PROBLEM STATEMENT
Carry the passage on Medi-Cal redeterminations forward from its final sentence.

SUPPLIED PASSAGE
——————————

California began its reevaluation of Medi-Cal beneficiaries’ eligibilities in April 2023. Redeterminations are being processed monthly, beginning with people who enrolled in Medi-Cal in the month of June (of any year). June enrollees will have from the beginning of April through the end of June (approx. three calendar months) to recertify. Those who no longer qualify for coverage will be disenrolled from Medi-Cal effective July 1, 2023. California will continue these recertifications on an ongoing, monthly basis until May 2024.

California law requires the state to enroll all Medicaid disenrollees in the lowest-cost silver-tier Individual & Family Plan (IFP) available to that person on Covered California – or the individual’s same managed care plan (if it is available). To qualify, the applicant must also qualify for PTC subsidies to help pay for some, or all, of the silver plan’s premium. Furthermore, enrollees can elect any IFP coverage available to them within Covered California – including bronze, silver, gold, and platinum tier plans.

Disenrollment from Medicaid also triggers a qualifying event that establishes a Special Enrollment Period (SEP). Employees who waived job-based coverage because of ongoing Medicaid enrollment can utilize the SEP to enroll in their group health plans outside of Open Enrollment.

Federal law establishes a 60-day timeframe for SEPs, beginning on the day of the qualifying event. Those who find themselves ineligible for Medicaid (and subsequently disenrolled) with access to alternate group coverage – including for a spouse’s or parent’s plan – will be impacted.

——————————

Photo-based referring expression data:
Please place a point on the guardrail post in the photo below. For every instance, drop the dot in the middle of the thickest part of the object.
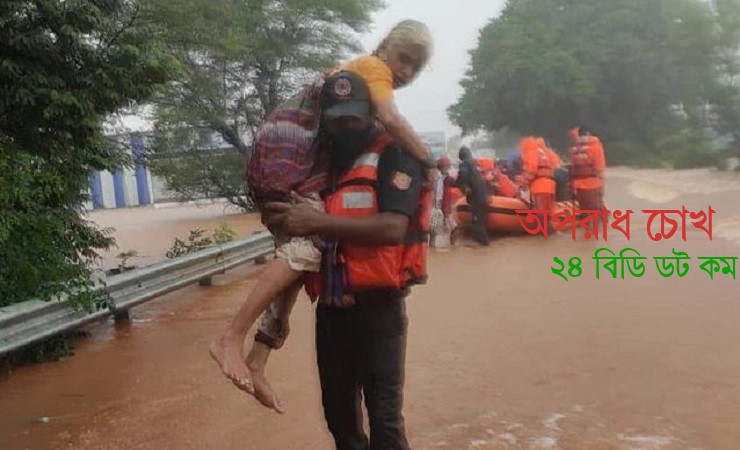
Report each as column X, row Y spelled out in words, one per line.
column 121, row 316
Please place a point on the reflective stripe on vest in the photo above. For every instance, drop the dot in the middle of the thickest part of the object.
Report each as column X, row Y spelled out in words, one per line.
column 583, row 166
column 378, row 267
column 544, row 165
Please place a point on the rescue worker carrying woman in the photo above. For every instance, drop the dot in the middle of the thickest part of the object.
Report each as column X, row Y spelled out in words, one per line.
column 587, row 168
column 539, row 163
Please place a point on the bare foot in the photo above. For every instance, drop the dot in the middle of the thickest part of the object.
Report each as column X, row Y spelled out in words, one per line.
column 264, row 394
column 256, row 362
column 227, row 352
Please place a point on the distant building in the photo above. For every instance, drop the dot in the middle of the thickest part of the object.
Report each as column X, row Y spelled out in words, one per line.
column 137, row 186
column 436, row 141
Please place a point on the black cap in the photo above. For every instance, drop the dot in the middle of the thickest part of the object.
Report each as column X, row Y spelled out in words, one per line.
column 345, row 94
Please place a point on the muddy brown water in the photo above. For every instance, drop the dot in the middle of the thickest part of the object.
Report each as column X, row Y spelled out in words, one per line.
column 501, row 355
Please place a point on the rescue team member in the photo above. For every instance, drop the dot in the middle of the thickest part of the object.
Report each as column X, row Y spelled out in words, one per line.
column 587, row 165
column 539, row 163
column 376, row 230
column 444, row 196
column 502, row 184
column 471, row 182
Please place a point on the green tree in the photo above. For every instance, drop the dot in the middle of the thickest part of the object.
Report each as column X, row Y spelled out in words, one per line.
column 727, row 96
column 243, row 58
column 633, row 70
column 64, row 66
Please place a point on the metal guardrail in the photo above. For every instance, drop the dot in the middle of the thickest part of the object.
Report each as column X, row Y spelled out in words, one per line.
column 29, row 322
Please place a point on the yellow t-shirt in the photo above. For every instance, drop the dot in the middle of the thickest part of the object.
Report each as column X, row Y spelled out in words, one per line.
column 377, row 75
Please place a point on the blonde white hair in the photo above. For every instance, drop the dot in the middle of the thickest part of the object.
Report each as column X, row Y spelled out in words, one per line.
column 408, row 33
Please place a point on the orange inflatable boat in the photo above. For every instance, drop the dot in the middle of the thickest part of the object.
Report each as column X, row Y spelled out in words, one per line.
column 501, row 213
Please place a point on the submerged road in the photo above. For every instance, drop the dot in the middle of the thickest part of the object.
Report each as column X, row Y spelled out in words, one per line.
column 502, row 354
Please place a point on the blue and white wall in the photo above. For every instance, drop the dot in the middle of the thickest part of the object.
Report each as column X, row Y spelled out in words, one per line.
column 124, row 187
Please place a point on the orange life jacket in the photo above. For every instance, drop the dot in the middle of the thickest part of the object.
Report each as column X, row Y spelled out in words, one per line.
column 545, row 168
column 582, row 164
column 371, row 267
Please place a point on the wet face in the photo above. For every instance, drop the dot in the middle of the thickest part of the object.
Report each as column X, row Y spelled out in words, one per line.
column 405, row 63
column 349, row 137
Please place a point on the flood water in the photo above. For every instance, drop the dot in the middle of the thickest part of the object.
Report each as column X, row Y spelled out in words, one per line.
column 501, row 354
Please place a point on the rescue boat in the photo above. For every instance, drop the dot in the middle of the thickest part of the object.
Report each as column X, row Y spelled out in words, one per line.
column 502, row 213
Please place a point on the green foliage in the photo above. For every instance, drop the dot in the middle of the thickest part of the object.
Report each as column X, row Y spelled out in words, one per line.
column 197, row 241
column 243, row 57
column 65, row 67
column 223, row 234
column 635, row 71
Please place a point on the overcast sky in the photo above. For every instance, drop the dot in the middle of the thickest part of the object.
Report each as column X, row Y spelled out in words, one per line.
column 454, row 26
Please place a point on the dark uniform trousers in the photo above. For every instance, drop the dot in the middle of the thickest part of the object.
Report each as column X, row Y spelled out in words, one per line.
column 361, row 350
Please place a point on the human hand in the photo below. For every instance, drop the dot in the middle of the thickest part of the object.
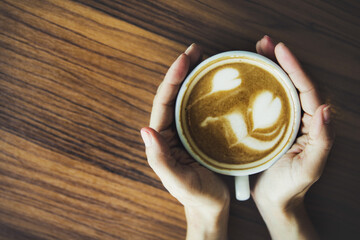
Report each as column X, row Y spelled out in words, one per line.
column 279, row 191
column 204, row 195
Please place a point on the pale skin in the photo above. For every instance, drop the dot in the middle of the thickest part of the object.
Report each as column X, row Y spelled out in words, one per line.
column 278, row 192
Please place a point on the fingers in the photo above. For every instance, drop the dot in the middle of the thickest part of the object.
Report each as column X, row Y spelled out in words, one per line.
column 195, row 53
column 320, row 140
column 309, row 97
column 162, row 114
column 159, row 157
column 266, row 47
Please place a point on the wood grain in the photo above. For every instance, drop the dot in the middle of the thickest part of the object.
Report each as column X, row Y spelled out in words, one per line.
column 77, row 79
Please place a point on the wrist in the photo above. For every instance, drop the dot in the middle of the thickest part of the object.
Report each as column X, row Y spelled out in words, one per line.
column 288, row 220
column 207, row 223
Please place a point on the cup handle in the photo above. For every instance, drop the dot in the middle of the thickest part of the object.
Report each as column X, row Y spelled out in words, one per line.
column 242, row 188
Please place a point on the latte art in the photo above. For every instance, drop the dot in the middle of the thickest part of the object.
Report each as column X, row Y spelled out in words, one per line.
column 237, row 113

——————————

SOLVED EXERCISE
Nevada Medicaid resumed normal operations on April 1, 2023. Nevada Medicaid enrollees will receive a renewal notice prior to the end of their certification sometime over the next 12 months. Like California, recertification will also occur according to the Medicaid enrollee’s renewal month. They will be processed on an ongoing, monthly basis – beginning with June enrollees. For example, a person with a renewal month in June will receive a renewal notice in April. Clients found ineligible in Nevada will lose their coverage effective June 1, 2023. SEPs will also be available for Nevadans who lose eligibility for Medicaid during the recertification process, to enroll in either an IFP or group health plan within 60 days of the coverage loss.

Those who do not respond to attempts for recertification will be disenrolled but may be eligible to enroll again – if eligibility is proven later, a Medicaid process called “churning.” The industry forecasts minorities and non-English speaking residents will be impacted the most by churning, because of address changes and/or the inability to understand the recertification procedure.

Any person covered by Medi-Cal/Medicaid should anticipate recertification and respond to notices in a timely manner. When switching from Medi-Cal/Medicaid to IFP or group insurance, consumers should be cognizant of provider networks, premiums, and cost-sharing within the health plan.

Also note that each state administers its own Medicaid program, so each state’s approach to Medicaid unwinding and recertification will be at least somewhat different; with some variances between states more drastic than others.

Group insurance brokers should educate their clients on these Medicaid unwinding principles, so they can anticipate a potential increase in enrollment and support requests for their group health plans. Furthermore, employers and their employees should be reminded that an offer of “affordable” coverage from an employer (of any size) disqualifies that employee – and potentially the employee’s entire family – from PTC eligibility on a state exchange.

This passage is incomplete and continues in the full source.